### WHAT IS REQUIRED
Scale the material starting at the line containing "the person wearing" and ending at the line containing "257], [738, 297]]", writing all of those lines out again with the requests included. Multiply every point coordinate in the answers by 0.6 and round each result to a whole number, with halves rounded up.

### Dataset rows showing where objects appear
— begin —
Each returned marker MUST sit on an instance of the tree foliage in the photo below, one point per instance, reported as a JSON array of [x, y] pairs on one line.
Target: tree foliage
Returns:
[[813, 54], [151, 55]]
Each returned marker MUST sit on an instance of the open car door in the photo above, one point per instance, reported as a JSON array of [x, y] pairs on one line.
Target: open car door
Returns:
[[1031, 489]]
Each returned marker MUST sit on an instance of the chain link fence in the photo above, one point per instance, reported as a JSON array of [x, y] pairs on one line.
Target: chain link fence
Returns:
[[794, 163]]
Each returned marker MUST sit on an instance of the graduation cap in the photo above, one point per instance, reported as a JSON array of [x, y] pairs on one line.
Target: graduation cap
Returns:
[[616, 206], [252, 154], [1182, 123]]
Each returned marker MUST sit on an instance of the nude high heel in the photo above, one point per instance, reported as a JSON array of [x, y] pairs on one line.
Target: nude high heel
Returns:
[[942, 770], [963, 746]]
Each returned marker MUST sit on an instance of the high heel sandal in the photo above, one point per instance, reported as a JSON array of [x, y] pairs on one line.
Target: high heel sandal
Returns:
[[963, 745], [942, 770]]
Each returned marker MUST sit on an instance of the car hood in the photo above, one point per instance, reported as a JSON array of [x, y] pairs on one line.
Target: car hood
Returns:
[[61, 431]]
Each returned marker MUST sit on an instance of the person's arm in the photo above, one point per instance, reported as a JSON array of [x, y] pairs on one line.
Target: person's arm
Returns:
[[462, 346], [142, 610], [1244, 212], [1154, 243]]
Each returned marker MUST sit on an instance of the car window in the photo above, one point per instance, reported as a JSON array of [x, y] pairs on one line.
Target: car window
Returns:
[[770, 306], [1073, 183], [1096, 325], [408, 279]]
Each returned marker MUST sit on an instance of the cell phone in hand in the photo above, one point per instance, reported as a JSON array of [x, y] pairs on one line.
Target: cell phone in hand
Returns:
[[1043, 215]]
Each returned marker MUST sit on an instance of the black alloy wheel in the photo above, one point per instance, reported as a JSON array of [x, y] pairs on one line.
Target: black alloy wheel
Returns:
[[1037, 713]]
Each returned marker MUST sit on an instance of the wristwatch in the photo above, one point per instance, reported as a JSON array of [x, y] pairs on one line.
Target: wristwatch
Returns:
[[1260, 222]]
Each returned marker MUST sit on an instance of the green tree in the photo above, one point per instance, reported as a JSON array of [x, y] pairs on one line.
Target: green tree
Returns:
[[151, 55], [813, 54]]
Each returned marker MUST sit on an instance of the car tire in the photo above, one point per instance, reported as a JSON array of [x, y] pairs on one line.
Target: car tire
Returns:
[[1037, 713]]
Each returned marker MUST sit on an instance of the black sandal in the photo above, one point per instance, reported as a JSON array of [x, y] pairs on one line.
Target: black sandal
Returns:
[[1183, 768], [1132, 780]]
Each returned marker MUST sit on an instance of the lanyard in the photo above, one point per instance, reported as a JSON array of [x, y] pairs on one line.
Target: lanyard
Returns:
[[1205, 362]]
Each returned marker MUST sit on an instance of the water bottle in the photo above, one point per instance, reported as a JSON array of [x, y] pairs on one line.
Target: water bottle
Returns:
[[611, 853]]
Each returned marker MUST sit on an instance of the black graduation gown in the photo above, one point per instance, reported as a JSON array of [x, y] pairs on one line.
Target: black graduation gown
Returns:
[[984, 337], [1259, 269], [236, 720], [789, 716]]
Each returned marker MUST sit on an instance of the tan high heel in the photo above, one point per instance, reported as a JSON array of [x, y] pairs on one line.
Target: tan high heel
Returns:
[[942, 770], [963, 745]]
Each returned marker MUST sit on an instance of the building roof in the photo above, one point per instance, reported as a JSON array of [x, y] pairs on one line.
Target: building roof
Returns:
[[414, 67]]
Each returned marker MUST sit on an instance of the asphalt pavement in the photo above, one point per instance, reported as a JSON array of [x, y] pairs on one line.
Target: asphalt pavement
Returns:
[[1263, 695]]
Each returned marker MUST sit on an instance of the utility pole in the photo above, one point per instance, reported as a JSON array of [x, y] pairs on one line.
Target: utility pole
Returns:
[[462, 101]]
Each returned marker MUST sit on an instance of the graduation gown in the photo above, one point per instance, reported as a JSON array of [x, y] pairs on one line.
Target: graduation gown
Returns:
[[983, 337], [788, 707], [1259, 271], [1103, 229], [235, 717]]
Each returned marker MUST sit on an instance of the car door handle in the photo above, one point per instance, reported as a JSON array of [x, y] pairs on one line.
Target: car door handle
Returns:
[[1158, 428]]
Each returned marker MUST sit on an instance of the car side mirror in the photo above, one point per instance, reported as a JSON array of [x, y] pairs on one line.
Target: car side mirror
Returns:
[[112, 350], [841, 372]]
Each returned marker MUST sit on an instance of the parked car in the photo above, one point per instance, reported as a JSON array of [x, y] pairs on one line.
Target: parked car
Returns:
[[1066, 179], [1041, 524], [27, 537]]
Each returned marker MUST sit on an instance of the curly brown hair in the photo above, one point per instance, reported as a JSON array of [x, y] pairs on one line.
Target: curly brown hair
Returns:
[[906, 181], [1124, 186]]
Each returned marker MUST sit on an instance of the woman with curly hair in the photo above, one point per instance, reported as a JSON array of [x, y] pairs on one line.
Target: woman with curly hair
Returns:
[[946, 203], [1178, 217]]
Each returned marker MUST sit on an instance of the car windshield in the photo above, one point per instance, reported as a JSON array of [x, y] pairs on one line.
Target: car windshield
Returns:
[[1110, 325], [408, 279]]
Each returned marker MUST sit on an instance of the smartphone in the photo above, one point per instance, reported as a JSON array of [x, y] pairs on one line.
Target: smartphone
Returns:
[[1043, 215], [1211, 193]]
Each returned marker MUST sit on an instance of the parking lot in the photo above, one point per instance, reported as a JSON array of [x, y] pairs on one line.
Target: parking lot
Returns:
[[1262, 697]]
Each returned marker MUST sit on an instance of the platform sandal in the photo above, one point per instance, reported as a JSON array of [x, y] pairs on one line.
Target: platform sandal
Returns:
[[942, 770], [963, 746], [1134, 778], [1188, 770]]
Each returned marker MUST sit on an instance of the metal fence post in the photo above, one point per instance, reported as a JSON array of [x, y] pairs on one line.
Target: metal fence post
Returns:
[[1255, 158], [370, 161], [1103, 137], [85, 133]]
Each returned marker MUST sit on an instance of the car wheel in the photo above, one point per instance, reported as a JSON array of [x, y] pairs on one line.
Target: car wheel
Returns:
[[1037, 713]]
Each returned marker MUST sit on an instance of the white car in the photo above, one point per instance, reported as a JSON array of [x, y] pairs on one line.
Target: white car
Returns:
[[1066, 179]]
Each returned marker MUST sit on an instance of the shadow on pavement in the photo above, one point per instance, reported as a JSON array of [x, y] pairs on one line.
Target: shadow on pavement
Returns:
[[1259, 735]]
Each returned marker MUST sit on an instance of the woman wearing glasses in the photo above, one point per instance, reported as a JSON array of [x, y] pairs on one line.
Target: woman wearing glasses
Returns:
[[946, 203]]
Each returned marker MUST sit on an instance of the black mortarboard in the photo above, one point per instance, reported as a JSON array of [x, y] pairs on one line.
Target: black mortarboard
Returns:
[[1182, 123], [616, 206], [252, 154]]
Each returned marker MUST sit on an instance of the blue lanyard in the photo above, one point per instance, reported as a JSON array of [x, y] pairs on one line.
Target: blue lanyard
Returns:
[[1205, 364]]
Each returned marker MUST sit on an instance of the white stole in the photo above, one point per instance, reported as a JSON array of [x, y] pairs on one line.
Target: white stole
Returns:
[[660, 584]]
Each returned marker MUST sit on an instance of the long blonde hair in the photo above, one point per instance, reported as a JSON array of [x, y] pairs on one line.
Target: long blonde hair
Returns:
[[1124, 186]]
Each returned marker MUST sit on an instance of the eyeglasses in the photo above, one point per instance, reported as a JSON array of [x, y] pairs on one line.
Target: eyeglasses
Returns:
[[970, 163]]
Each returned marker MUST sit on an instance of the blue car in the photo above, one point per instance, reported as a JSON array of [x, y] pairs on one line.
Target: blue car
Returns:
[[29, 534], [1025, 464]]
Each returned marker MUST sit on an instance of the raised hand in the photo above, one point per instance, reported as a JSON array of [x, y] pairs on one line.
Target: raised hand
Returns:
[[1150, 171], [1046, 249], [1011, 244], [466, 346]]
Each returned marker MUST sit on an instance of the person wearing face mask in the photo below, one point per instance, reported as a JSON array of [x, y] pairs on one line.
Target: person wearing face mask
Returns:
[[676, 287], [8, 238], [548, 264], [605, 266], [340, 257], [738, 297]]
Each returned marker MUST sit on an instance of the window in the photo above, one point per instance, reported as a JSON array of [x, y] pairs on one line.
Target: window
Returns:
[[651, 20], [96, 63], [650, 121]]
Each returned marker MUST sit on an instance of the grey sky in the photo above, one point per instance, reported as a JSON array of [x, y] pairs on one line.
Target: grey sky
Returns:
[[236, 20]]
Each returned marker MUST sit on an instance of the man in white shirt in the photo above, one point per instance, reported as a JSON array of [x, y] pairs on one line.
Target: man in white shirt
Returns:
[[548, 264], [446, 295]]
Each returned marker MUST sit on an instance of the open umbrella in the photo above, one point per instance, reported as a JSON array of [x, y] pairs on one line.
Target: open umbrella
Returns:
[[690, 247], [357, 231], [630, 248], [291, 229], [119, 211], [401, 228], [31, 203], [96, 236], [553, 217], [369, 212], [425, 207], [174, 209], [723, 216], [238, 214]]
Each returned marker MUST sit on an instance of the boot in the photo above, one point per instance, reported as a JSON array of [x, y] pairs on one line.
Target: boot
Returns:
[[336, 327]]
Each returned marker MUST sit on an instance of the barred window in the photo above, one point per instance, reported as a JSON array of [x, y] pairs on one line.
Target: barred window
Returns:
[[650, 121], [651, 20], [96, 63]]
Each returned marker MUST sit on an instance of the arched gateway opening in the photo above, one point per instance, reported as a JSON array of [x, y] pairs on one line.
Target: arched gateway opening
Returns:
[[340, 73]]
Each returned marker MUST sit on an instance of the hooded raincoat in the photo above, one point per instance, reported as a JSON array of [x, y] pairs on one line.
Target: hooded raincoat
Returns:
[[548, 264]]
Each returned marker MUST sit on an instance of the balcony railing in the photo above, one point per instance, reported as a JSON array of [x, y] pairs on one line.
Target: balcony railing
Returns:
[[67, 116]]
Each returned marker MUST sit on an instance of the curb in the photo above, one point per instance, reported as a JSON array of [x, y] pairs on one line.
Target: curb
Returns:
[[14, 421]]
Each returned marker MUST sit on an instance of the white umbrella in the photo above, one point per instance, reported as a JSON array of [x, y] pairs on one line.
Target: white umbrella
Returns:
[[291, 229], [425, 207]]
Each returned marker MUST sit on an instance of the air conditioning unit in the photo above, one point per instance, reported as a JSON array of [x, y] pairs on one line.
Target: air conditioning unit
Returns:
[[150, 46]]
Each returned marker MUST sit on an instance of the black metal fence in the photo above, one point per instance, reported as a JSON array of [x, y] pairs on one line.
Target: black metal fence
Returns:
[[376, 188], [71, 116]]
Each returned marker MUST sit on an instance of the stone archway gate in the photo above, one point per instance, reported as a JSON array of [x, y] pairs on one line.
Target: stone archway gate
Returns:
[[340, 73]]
— end —
### EXERCISE OUTPUT
Each returned marker MUST sit on an instance of the person wearing face mask in the photo below, one point per instance, reported as a JSON array of [x, y] pairs on one line.
Target: person wearing face mask
Returns:
[[406, 172], [5, 143], [329, 158], [363, 160], [204, 154], [443, 178]]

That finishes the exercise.